* start Input rows *

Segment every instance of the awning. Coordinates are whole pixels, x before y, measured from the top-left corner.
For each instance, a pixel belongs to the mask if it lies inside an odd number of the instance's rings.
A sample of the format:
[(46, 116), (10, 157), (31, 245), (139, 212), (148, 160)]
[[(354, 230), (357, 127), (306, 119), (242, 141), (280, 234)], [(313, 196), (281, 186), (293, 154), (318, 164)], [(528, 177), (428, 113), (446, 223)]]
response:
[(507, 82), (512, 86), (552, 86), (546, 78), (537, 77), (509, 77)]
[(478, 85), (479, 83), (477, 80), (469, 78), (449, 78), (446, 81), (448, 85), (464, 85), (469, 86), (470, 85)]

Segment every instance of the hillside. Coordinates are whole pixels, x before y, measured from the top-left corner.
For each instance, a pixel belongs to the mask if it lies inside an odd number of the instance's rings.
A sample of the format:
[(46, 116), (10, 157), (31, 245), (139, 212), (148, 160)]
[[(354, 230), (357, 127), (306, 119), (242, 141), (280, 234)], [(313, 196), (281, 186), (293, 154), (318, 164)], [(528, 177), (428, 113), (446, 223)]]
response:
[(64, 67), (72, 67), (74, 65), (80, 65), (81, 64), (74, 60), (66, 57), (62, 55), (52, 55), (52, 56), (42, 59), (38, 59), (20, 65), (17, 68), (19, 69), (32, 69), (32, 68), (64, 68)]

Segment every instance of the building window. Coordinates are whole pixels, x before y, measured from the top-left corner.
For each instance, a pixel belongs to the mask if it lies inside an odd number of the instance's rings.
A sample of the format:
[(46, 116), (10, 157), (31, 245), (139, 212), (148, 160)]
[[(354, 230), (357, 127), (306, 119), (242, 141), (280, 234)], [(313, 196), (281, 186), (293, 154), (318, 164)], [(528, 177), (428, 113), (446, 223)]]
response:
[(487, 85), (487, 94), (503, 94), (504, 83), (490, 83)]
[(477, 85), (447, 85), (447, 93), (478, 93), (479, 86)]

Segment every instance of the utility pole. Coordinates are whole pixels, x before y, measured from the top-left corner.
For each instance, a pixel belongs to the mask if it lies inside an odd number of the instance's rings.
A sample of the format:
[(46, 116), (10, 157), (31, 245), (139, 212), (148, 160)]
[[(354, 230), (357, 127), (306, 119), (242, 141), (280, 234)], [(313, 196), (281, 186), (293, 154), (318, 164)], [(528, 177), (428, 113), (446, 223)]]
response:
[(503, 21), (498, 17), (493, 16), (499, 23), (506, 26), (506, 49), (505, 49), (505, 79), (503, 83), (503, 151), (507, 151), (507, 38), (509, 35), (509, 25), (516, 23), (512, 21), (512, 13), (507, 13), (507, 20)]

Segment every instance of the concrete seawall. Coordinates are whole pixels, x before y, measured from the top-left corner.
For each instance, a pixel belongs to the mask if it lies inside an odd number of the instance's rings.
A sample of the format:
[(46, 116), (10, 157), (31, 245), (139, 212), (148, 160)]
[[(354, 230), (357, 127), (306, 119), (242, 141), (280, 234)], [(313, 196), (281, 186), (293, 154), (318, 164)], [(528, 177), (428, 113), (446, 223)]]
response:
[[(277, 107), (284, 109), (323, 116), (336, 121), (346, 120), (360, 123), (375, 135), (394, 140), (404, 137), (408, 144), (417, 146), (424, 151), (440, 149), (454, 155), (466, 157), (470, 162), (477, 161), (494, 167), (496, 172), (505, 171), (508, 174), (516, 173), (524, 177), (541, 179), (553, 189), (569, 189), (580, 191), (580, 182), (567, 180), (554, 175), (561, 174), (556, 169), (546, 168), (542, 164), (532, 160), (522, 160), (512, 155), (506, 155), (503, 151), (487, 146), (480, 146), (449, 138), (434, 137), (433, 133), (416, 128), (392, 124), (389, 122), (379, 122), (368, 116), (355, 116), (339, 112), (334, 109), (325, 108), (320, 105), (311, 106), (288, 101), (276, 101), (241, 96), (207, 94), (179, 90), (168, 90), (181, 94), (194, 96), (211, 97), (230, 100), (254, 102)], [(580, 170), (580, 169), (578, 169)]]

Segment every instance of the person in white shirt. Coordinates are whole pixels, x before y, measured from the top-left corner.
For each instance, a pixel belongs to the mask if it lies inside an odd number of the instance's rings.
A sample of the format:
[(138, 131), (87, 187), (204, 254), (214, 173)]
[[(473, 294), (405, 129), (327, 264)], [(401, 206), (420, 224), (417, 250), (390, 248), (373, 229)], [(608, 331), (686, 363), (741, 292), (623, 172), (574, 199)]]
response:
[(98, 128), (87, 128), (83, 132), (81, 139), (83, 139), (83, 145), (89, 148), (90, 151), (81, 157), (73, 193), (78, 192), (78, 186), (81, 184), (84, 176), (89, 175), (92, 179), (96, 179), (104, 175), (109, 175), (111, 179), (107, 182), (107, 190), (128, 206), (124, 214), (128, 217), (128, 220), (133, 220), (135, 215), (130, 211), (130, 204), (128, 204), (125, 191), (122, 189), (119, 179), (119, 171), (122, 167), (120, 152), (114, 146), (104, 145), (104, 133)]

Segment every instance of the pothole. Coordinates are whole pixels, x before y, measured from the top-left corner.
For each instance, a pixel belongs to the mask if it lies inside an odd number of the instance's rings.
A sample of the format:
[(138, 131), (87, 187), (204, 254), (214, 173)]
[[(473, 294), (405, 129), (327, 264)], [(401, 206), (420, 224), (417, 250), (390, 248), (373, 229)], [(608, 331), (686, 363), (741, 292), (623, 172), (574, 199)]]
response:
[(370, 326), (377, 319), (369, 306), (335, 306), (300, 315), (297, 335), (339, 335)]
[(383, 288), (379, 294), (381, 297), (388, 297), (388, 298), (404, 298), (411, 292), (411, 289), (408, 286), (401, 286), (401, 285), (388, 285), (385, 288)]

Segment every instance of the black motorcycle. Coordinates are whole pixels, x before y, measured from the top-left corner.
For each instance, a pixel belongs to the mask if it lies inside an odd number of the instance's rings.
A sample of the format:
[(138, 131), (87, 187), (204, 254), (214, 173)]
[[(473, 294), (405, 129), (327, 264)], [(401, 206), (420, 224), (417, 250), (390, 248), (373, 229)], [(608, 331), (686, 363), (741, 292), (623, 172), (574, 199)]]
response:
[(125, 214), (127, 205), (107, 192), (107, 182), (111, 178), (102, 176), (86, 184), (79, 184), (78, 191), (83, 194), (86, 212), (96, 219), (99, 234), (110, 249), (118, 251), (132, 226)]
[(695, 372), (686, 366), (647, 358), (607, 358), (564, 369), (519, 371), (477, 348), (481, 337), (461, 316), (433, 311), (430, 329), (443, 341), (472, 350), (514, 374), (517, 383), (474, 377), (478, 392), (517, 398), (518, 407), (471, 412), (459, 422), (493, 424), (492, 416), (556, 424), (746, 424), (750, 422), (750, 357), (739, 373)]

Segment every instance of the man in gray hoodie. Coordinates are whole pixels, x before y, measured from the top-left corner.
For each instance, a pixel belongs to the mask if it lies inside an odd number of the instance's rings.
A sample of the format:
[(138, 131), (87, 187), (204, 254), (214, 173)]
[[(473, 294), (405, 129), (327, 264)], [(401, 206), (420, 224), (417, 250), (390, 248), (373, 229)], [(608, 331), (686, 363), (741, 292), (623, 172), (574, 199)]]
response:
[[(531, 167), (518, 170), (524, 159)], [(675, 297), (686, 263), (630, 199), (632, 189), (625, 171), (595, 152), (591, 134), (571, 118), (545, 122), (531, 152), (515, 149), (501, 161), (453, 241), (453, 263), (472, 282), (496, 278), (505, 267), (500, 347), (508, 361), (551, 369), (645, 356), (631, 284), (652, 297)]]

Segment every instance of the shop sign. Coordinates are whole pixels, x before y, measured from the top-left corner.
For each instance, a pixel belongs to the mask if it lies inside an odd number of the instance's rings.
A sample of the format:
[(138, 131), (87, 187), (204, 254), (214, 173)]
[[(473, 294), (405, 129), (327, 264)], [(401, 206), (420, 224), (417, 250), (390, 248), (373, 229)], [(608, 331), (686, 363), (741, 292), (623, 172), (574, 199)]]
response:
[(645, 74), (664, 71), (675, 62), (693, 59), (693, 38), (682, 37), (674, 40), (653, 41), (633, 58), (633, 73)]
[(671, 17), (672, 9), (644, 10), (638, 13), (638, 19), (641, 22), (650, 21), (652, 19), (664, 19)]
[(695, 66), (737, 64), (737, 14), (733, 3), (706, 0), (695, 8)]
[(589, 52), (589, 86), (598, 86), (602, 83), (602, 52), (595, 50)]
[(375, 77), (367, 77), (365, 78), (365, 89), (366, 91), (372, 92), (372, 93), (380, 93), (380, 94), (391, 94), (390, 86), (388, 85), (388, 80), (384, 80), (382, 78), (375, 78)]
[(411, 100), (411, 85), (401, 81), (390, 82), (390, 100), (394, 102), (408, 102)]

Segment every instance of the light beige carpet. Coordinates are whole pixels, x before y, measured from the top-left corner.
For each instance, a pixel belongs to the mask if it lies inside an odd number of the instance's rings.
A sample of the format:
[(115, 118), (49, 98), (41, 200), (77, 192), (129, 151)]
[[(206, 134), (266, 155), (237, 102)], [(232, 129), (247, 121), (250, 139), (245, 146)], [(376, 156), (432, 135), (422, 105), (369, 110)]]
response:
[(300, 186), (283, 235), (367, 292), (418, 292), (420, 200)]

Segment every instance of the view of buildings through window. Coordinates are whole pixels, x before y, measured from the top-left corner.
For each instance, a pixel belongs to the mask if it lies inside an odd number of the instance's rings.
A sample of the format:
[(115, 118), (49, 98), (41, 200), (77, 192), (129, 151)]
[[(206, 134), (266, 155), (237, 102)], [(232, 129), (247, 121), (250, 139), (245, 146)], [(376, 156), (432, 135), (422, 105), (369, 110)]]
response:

* end Input rows *

What is required
Turn the part of the entries that opens with the line containing "Segment every instance of the light" and runs through the end of the entries into a JSON list of strings, one string per line, leaving out blank lines.

Complete output
[
  "Segment every instance of the light beige carpet. Coordinates are whole pixels, x before y, measured from the top-left corner.",
  "For each instance, a pixel belongs to the mask if it lies inside an odd number of the instance's rings.",
  "A sample of the format:",
  "[(115, 118), (49, 98), (41, 200), (77, 192), (129, 151)]",
  "[[(206, 134), (266, 155), (237, 102)], [(232, 129), (247, 121), (250, 139), (245, 146)], [(376, 156), (432, 135), (422, 105), (369, 110)]]",
  "response:",
  "[(300, 186), (283, 235), (367, 292), (418, 292), (420, 200)]",
  "Segment every instance of the view of buildings through window. Coordinates are whole pixels, x before y, measured from the top-left corner.",
  "For each instance, a pixel belongs to the mask if it lies inside an odd number of the instance's rings.",
  "A sample of the format:",
  "[(115, 118), (49, 98), (41, 200), (77, 192), (129, 151)]",
  "[[(206, 134), (266, 155), (237, 102)], [(232, 129), (247, 121), (250, 139), (245, 146)], [(376, 156), (432, 135), (422, 105), (369, 110)]]",
  "response:"
]